[Collected data entries]
== == ==
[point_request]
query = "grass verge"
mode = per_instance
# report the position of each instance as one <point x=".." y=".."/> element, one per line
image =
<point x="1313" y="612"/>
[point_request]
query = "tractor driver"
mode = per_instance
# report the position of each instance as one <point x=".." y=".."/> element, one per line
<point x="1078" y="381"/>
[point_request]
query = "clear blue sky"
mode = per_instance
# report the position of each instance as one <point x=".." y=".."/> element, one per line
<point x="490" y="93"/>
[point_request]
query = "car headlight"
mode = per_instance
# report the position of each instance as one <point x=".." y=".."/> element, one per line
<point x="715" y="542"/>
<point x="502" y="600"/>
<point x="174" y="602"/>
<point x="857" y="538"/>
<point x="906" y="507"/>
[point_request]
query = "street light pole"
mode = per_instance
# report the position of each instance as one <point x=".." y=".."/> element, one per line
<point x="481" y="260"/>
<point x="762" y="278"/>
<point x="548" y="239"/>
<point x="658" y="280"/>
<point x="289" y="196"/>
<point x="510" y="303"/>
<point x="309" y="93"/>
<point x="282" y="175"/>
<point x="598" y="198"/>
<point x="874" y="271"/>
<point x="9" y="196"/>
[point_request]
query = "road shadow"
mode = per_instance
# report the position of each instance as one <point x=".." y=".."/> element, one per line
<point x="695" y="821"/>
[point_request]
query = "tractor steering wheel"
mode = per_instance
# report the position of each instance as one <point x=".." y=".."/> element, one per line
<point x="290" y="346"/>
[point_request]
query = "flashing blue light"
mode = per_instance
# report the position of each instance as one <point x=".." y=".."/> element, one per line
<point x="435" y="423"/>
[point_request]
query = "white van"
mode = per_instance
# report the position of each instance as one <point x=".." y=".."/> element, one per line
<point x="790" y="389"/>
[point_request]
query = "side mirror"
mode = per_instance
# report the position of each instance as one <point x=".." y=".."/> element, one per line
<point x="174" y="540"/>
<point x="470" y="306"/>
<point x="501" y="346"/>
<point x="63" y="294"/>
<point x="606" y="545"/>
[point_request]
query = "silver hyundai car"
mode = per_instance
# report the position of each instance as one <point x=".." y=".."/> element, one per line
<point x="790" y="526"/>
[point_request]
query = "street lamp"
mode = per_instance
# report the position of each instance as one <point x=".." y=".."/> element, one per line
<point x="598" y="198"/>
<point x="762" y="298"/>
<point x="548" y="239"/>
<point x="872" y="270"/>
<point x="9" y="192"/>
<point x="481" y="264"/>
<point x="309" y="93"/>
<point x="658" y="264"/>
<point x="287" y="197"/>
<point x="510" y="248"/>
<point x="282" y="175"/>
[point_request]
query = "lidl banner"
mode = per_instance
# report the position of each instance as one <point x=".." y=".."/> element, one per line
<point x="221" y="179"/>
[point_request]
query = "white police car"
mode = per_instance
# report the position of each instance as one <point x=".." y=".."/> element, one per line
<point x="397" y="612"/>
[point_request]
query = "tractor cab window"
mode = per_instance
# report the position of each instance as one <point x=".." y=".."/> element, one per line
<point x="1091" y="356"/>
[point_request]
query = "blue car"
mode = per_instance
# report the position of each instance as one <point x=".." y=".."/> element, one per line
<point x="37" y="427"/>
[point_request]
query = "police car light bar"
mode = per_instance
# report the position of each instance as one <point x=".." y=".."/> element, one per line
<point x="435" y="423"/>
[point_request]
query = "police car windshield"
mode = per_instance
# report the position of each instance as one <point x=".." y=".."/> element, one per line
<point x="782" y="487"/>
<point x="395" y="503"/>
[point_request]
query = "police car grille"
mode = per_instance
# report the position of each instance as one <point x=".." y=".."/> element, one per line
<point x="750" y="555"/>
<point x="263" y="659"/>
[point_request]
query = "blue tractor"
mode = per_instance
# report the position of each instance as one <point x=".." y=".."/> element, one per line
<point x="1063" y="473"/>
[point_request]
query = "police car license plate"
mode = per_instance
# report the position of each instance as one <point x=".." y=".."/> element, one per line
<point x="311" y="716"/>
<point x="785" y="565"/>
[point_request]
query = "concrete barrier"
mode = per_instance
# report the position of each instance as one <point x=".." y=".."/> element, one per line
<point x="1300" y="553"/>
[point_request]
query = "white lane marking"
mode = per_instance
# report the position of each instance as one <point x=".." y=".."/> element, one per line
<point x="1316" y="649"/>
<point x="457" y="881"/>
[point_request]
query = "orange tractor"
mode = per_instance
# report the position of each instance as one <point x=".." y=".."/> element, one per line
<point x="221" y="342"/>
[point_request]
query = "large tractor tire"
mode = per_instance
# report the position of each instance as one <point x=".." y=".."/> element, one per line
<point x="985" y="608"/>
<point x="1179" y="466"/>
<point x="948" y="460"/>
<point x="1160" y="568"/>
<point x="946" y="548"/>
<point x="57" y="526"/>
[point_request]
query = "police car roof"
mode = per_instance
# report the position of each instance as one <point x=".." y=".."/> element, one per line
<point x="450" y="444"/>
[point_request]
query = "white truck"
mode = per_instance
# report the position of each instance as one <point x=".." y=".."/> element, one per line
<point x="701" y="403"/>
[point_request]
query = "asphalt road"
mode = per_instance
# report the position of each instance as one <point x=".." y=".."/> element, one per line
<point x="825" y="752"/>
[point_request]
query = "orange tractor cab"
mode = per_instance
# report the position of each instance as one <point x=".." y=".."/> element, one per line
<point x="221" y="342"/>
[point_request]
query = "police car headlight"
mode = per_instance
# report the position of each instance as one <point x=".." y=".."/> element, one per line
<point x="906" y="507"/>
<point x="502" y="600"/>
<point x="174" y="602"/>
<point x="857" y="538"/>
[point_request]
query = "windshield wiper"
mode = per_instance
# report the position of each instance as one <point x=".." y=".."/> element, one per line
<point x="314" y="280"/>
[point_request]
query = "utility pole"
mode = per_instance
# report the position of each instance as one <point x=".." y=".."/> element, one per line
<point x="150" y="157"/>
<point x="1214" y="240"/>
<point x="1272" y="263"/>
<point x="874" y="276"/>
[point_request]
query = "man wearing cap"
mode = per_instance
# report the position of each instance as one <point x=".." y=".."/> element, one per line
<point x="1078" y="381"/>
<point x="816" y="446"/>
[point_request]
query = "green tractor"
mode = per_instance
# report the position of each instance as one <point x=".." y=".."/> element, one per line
== == ==
Aim of the task:
Repeat all the records. Match each line exactly.

Result of this task:
[point_request]
query = "grass verge"
mode = per_instance
# report the position of each instance as one <point x=".." y=".."/> element, one per line
image =
<point x="1313" y="612"/>
[point_request]
query = "tractor driver"
mode = per_instance
# report the position of each instance as one <point x=".." y=".."/> element, one per line
<point x="1078" y="381"/>
[point_request]
query = "clear blue sky"
mode = per_instance
# report the position of each instance as one <point x=".." y=".."/> element, one per line
<point x="490" y="93"/>
[point_request]
query = "car headlight"
mode = per_instance
# report the position of each instance as one <point x=".." y=".."/> element, one per line
<point x="715" y="542"/>
<point x="502" y="600"/>
<point x="174" y="602"/>
<point x="857" y="538"/>
<point x="906" y="507"/>
[point_request]
query = "street light pole"
mode = per_instance
# report the position of each instance as one <point x=".." y=".."/> element, one per line
<point x="481" y="260"/>
<point x="762" y="278"/>
<point x="548" y="239"/>
<point x="658" y="280"/>
<point x="289" y="196"/>
<point x="510" y="303"/>
<point x="309" y="93"/>
<point x="282" y="175"/>
<point x="598" y="198"/>
<point x="874" y="271"/>
<point x="9" y="196"/>
[point_request]
query = "road shadow"
mode = per_instance
# report the position of each instance as one <point x=".." y=".."/> element, one per line
<point x="695" y="821"/>
[point_request]
query = "tractor steering wheel"
mode = per_instance
# report the position of each instance as one <point x=".." y=".."/> element, one per line
<point x="290" y="346"/>
[point_request]
query = "flashing blue light"
mode = per_instance
# report the position of each instance as one <point x=".." y=".."/> element, one per line
<point x="435" y="423"/>
[point_request]
query = "white van"
mode = per_instance
# report the position of each instance as one <point x=".." y=".."/> element, one per line
<point x="790" y="389"/>
[point_request]
query = "side mirror"
mode = per_instance
# report the position of each instance as one <point x=".." y=".."/> element, one per line
<point x="174" y="540"/>
<point x="470" y="306"/>
<point x="501" y="346"/>
<point x="63" y="294"/>
<point x="606" y="545"/>
[point_request]
query = "silver hyundai car"
mode = per_instance
# report the position of each instance as one <point x=".." y=".."/> element, one per line
<point x="790" y="526"/>
[point_request]
query = "street lamp"
mode = per_instance
# report the position of each instance as one <point x=".." y=".."/> element, one per line
<point x="598" y="198"/>
<point x="762" y="298"/>
<point x="548" y="239"/>
<point x="872" y="270"/>
<point x="9" y="192"/>
<point x="481" y="264"/>
<point x="309" y="93"/>
<point x="658" y="264"/>
<point x="287" y="197"/>
<point x="510" y="248"/>
<point x="282" y="175"/>
[point_request]
query = "lidl banner"
mode = per_instance
# report the position of each instance as one <point x=".." y=".."/> element, one per line
<point x="221" y="179"/>
[point_request]
query = "white police car"
mode = per_instance
# report the position of each instance as one <point x=".." y=".."/> element, one per line
<point x="397" y="612"/>
[point_request]
query = "tractor cab window"
mode = per_instance
# report the position of each instance as one <point x=".." y=".."/> element, one per line
<point x="1091" y="356"/>
[point_request]
query = "blue car"
mode = per_instance
# report the position of each instance as one <point x=".." y=".."/> element, one per line
<point x="37" y="427"/>
[point_request]
query = "police car light bar"
mode = per_instance
# report the position of each instance as one <point x=".." y=".."/> element, one per line
<point x="435" y="423"/>
[point_request]
query = "police car windshield"
mode = per_instance
# report the position of each instance as one <point x=".." y=".."/> element, one per line
<point x="782" y="487"/>
<point x="395" y="503"/>
[point_request]
query = "police car grille"
mode = per_instance
# report the position of each instance as one <point x=".." y=".."/> element, one per line
<point x="750" y="555"/>
<point x="263" y="659"/>
[point_request]
query = "blue tractor"
mode = per_instance
# report the position of each instance as one <point x=".." y=".."/> element, one per line
<point x="1063" y="473"/>
[point_request]
query = "police car license plate"
mode = per_instance
# report the position of each instance as one <point x=".." y=".."/> element, one per line
<point x="311" y="716"/>
<point x="785" y="565"/>
[point_request]
query = "concrete barrier"
mode = per_instance
# report the position of each instance as one <point x=".." y=".."/> element, one per line
<point x="1300" y="553"/>
[point_request]
query = "white lane marking"
mode = per_instance
# report the position of each instance as one <point x=".." y=".."/> element, one per line
<point x="1316" y="649"/>
<point x="457" y="881"/>
[point_request]
query = "orange tractor"
mode = per_instance
# report the position of each instance as one <point x=".." y=".."/> element, one per line
<point x="221" y="342"/>
[point_request]
query = "large tractor tire"
mode = per_instance
# report the position of each instance as one <point x=".." y=".."/> element, one per line
<point x="985" y="608"/>
<point x="1179" y="466"/>
<point x="948" y="460"/>
<point x="1160" y="568"/>
<point x="946" y="548"/>
<point x="57" y="526"/>
[point_request]
query = "police car roof"
mode = per_instance
# report the position of each instance as one <point x=".." y=".."/> element, one per line
<point x="450" y="444"/>
[point_request]
query = "white truck"
mode = per_instance
# report the position of each instance as one <point x=".." y=".."/> element, one per line
<point x="701" y="403"/>
[point_request]
query = "asphalt road"
mode = per_instance
# report the position of each instance as one <point x=".." y=".."/> element, one per line
<point x="825" y="752"/>
[point_request]
query = "orange tractor cab"
mode = per_instance
# report the position of each instance as one <point x=".." y=".."/> element, one per line
<point x="221" y="342"/>
[point_request]
query = "police car headlight"
mode = per_instance
# report the position of each instance as one <point x=".." y=".."/> element, one per line
<point x="906" y="507"/>
<point x="502" y="600"/>
<point x="174" y="602"/>
<point x="857" y="538"/>
[point_request]
query = "windshield wiper"
mode = per_instance
# report the position of each instance as one <point x=".." y=".."/> element, one per line
<point x="314" y="280"/>
[point_request]
query = "utility pole"
mode = per_instance
# report the position of each instance as one <point x=".." y=".."/> element, one per line
<point x="150" y="157"/>
<point x="1214" y="240"/>
<point x="1272" y="263"/>
<point x="874" y="276"/>
[point_request]
query = "man wearing cap"
mode = per_instance
# report the position of each instance as one <point x=".." y=".."/> element, one per line
<point x="1078" y="381"/>
<point x="816" y="446"/>
[point_request]
query = "green tractor"
mode = per_instance
# report the position of each instance as one <point x=".." y=".."/> element, one per line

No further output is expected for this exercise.